§ **Input for this task**:
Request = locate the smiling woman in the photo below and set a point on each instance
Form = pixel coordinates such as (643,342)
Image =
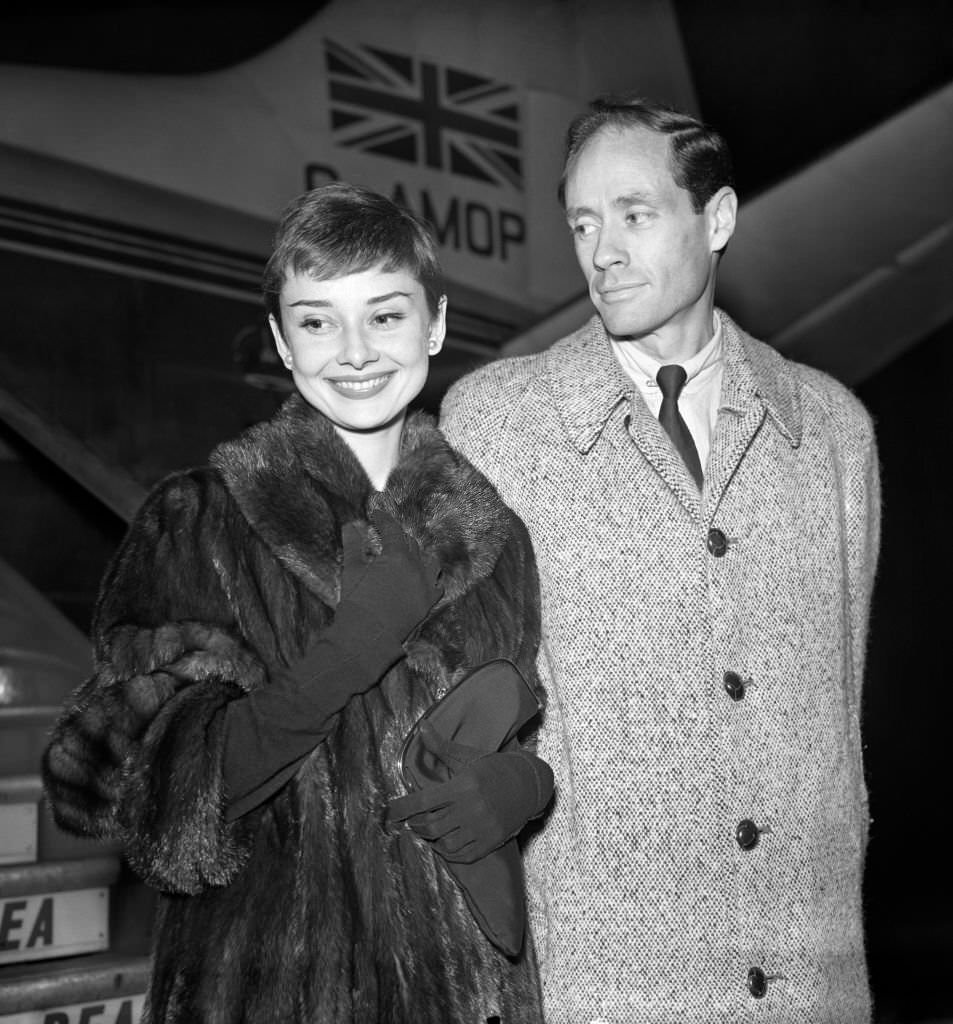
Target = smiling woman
(358,348)
(268,635)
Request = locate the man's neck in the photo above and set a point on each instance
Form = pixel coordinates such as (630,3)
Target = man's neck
(676,341)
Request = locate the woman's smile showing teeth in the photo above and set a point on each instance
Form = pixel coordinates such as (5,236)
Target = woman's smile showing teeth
(360,387)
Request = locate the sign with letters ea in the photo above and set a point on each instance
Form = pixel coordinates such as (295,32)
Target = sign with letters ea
(123,1010)
(44,925)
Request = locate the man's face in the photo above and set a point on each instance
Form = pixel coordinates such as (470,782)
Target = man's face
(646,254)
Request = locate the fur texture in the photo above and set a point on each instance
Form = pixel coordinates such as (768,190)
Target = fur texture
(309,908)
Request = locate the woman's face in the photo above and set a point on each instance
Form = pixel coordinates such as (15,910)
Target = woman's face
(358,346)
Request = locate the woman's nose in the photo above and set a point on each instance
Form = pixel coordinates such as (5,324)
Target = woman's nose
(356,350)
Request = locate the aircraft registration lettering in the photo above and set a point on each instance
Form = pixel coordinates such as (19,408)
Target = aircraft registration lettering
(462,224)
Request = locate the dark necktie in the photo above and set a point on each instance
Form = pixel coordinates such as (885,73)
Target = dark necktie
(670,380)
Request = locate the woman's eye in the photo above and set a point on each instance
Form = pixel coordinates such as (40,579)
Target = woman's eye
(387,320)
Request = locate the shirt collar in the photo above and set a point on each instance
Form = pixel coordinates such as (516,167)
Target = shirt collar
(588,383)
(644,368)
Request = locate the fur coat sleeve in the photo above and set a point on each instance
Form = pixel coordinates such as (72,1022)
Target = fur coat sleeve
(137,754)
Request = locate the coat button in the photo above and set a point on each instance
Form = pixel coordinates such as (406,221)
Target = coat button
(757,982)
(734,685)
(718,542)
(746,834)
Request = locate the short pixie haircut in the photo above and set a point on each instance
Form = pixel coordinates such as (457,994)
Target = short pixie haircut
(701,161)
(339,228)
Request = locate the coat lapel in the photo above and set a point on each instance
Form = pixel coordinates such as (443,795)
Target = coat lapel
(756,382)
(655,444)
(589,384)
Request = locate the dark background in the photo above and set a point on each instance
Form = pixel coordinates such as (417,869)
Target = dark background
(785,82)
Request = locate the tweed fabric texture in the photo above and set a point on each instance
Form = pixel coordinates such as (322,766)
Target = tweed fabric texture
(645,909)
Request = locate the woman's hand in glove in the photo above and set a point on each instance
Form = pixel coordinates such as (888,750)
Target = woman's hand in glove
(487,800)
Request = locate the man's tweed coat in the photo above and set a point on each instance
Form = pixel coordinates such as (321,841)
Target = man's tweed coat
(311,908)
(645,907)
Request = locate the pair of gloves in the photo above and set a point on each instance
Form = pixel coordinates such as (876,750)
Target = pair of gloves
(384,600)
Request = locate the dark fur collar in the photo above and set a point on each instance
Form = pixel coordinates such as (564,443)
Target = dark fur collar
(297,482)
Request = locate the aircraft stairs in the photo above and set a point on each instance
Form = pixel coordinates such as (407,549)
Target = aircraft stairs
(74,921)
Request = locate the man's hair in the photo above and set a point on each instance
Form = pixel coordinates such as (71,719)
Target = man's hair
(700,160)
(339,228)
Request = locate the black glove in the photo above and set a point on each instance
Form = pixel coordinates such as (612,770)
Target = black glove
(487,800)
(383,601)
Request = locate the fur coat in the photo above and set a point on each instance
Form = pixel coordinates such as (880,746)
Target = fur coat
(311,907)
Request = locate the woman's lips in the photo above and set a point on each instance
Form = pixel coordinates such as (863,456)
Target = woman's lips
(360,387)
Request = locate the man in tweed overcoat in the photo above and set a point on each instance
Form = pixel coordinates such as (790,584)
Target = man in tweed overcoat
(703,642)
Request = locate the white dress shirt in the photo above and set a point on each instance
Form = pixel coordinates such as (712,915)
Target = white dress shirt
(699,399)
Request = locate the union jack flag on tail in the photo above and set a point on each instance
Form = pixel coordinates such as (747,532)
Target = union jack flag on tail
(423,113)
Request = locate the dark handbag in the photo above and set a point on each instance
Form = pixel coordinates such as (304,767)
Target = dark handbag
(485,710)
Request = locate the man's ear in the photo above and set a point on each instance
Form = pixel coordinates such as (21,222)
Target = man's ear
(722,211)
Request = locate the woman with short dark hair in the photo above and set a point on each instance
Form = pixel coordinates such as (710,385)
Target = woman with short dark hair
(277,642)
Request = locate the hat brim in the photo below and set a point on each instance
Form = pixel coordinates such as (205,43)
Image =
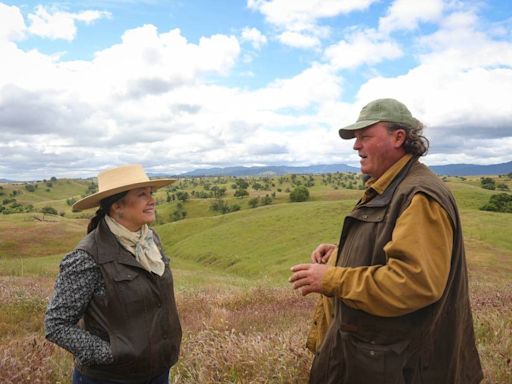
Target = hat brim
(93,200)
(348,131)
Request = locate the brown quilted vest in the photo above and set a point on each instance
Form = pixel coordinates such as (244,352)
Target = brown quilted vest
(435,344)
(137,316)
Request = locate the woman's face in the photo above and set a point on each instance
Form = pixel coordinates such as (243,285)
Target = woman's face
(135,209)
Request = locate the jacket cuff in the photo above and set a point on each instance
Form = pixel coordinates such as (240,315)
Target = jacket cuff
(332,280)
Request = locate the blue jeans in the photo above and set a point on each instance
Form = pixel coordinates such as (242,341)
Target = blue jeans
(79,378)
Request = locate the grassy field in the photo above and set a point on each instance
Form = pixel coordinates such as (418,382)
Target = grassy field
(242,322)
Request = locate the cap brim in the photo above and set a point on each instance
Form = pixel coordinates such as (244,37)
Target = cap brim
(93,200)
(348,131)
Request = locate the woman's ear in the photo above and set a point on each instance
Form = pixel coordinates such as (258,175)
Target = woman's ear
(116,209)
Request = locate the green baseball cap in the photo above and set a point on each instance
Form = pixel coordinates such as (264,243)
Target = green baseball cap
(389,110)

§ **What this task involves**: Rewrite all the entries above, replacing "pixel coordinates" with "image coordinates" wherever it occurs and keeping everything else the same. Leave the pictures out.

§ **Result for this exercise**:
Request = locate the smiling woman in the photo below and set a point on each instance
Form = image coordinates such as (643,342)
Image =
Target = smiling woman
(358,348)
(268,635)
Request = locate the man's neck in the photo above and set a point on each instance
Form = image coordinates such as (630,3)
Target = man's neck
(676,341)
Request = locate the woman's smile showing teeth in the photo above and set a point on each instance
Form = image coordinates such as (5,236)
Target = woman's smile showing teeth
(360,387)
Request = locate the sign with letters ea in the photo above and set a point on each instance
Form = image coordinates such as (295,32)
Target = sign with letters ea
(123,1010)
(44,925)
Request = locate the man's face in the photo above and set a point on each instance
Form = image coordinates such as (470,782)
Target = man's face
(646,254)
Request = locate the fur texture in the photo above and set a point on each instance
Form = image coordinates such as (768,190)
Target = fur texture
(309,908)
Request = locate the woman's face in the photo above and set a point on each instance
Form = image coordinates such as (15,910)
Target = woman's face
(358,346)
Request = locate the woman's nose in the photo above and set a point on each instance
Form = image coordinates such as (5,324)
Target = woman's nose
(356,350)
Request = locate the aircraft registration lettering in the photo above and set a point on each instance
Form = image coordinates such as (19,408)
Target = aircraft registration lettering
(462,224)
Request = locate the dark necktie in the photo above and set a point on each instance
Form = image coordinates such as (885,73)
Target = dark necktie
(670,380)
Request = locate the woman's eye in the photo above and set a point on each instance
Form = image coordinates such as (40,579)
Target = woman's eye
(387,320)
Request = locate the shirt collar in the photo above and set a point on each instance
Form = image coordinates such as (516,167)
Target = shirt collar
(588,383)
(644,368)
Request = locate the fur coat sleeve in the photo above and set a point on each instance
Form = image coordinates such as (72,1022)
Target = fur coat sleeve
(137,754)
Request = locate the coat button in the photo above and set a point on each instance
Form = image coordinates such as (406,221)
Target = coat button
(757,982)
(734,685)
(718,542)
(746,834)
Request = locate the short pixie haircut in the photo above and set a point on each instance
Form = image coordinates such as (457,994)
Target = short pixie haircut
(701,161)
(339,228)
Request = locate the coat lapel in the photo above and set a point on each instance
Form = image coordinates such as (443,795)
Target = coat lapel
(756,382)
(655,444)
(589,384)
Request = locate the dark background in the photo above and set a point on each instance
Form = image coordinates such as (417,869)
Target = dark background
(785,82)
Request = locate the tweed fabric texture in the photo above and set a point on each instance
Form = image coordinates such as (322,766)
Target = tweed fabric texture
(645,909)
Request = locate the woman's hand in glove in the photo above and set a point on each instance
Form = image coordinates such as (888,750)
Target = woman's hand in glove
(487,800)
Request = locate the man's tweed coat in the photo above and set a point on each instance
Form = image coordinates such as (321,841)
Target = man's tweed coat
(311,908)
(645,907)
Request = locate the pair of gloves in the photo above and set a point on each instance
Form = image coordinates such as (876,750)
Target = pair of gloves
(384,600)
Request = locate the dark fur collar in the photo above and set a point on each instance
Form = image coordinates such as (564,443)
Target = dark fur collar
(297,482)
Request = locate the aircraft stairs in the photo above and set a point on each instance
Form = image coordinates such as (407,549)
Target = aircraft stairs
(74,921)
Request = locate the man's hair in the photo above and set a point on each instance
Form = image coordinates such as (71,719)
Target = man's hair
(700,160)
(339,228)
Request = locate the black glove in the photo above and set a point on each instance
Form = image coordinates such as (612,770)
Target = black glove
(487,800)
(383,601)
Request = locate the fur coat in the photo above and set a point on each instance
Form = image coordinates such as (880,746)
Target = fur coat
(311,907)
Request = locate the woman's lips in the photo above and set a point on each instance
Form = image coordinates such as (863,456)
Target = woman's lips
(360,387)
Request = locate the man in tweed overcoat in the photo above and set a point on each instance
Form = image coordinates such as (790,584)
Target = man in tweed overcoat
(703,642)
Request = locate the white dress shirt in the photo above and set a point on each instance
Form = image coordinates such as (712,915)
Target = white dress shirt
(699,399)
Request = locate the union jack flag on tail in the photo above and set a point on each instance
Form = image coordinates such as (747,532)
Target = union jack flag on tail
(423,113)
Request = locate the dark handbag in the photo above and set a point on each instance
Form = image coordinates such as (304,767)
Target = dark handbag
(485,710)
Request = locate the man's ear in the photo above and set a point on each instance
Form = image coordinates such as (21,222)
Target = man's ear
(722,211)
Request = locate the woman with short dark hair in the photo above and set a point on each instance
Form = image coordinates such as (710,385)
Target = woman with short dark hair
(277,642)
Request = locate the hat brim in the photo below and set a point on each instance
Form = image coordinates such as (205,43)
Image =
Target = hat brim
(93,200)
(348,131)
Request = locate the brown quilted vest in the photo above and set a point on each instance
Form = image coordinates such as (244,352)
Target = brown quilted vest
(435,344)
(137,316)
Request = locate the woman's face in the photo above and set a point on each instance
Form = image coordinates such as (243,285)
Target = woman's face
(135,209)
Request = locate the jacket cuff in the photo above and set a point on each instance
Form = image coordinates such as (240,315)
Target = jacket cuff
(332,280)
Request = locate the blue jeans in the photo above and set a point on each instance
Form = image coordinates such as (242,341)
Target = blue jeans
(79,378)
Request = locate the grassy field in the photo above and set a point on each instance
Form = image coordinates such as (418,382)
Target = grassy field
(242,322)
Request = locate the cap brim in the photo above and set a point on each instance
Form = image coordinates such as (244,37)
Target = cap brim
(93,200)
(348,131)
Request = locate the woman's ear in the photo above and set a point on each instance
Form = image coordinates such as (258,175)
Target = woman's ear
(116,209)
Request = locate the green baseball cap in the photo above and set a point on each instance
Form = image coordinates such as (264,243)
Target = green baseball cap
(389,110)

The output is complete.